- [REQUIRED TASK 1]
Copy the passage of the Gini impurity excerpt word for word, from "1. I have generated" up to and including "node could evaluate.".

- [SOURCE EXTRACT]
##########

Generally, my conclusion is "Yes, there are situations in which a majority count is more useful, but usually, the GI usually produces a better separation".

Here is what I've done, following the link mentioned above:

  1. I have generated 4 x 2000 data points with random x/y coordinates.
  2. Based on whether the result of np.sqrt((data.p_x*data.p_y)) was bigger or smaller than a cutoff, I have assigned either blue or red as colors.
  3. Then, for each set of 2000 points, I have drawn 100 vertical lines representing potential splits a decision tree node could evaluate.
  4. Then, for each of these splits, I followed the procedure described in https://victorzhou.com/blog/gini-impurity/#example-1-the-whole-dataset. So I basically evaluated the Gini Impurity for both sides of the split, then calculated a weighted sum of these per split and calculated the "Gini Gain" by subtracting that from the naive probability of being right.

##########

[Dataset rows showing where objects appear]
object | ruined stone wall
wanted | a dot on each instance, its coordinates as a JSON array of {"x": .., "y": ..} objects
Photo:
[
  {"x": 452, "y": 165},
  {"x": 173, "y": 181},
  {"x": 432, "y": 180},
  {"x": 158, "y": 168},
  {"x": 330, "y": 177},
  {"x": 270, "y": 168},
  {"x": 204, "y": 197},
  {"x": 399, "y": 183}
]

##########

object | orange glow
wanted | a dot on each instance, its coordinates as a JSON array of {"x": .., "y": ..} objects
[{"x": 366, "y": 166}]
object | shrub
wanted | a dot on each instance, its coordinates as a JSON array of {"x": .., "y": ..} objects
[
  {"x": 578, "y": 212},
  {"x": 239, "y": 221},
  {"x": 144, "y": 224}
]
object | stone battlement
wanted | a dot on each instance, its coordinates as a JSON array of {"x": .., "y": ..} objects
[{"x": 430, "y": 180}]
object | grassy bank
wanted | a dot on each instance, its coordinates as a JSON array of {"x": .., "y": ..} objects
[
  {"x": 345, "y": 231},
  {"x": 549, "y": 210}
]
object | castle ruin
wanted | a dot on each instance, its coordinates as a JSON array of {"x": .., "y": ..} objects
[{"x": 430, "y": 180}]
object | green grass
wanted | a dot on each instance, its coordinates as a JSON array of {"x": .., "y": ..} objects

##########

- [REQUIRED TASK 2]
Report every line of the records above that contains the string "stone".

- [ANSWER 1]
1. I have generated 4 x 2000 data points with random x/y coordinates.
  2. Based on whether the result of np.sqrt((data.p_x*data.p_y)) was bigger or smaller than a cutoff, I have assigned either blue or red as colors.
  3. Then, for each set of 2000 points, I have drawn 100 vertical lines representing potential splits a decision tree node could evaluate.

- [ANSWER 2]
object | ruined stone wall
object | stone battlement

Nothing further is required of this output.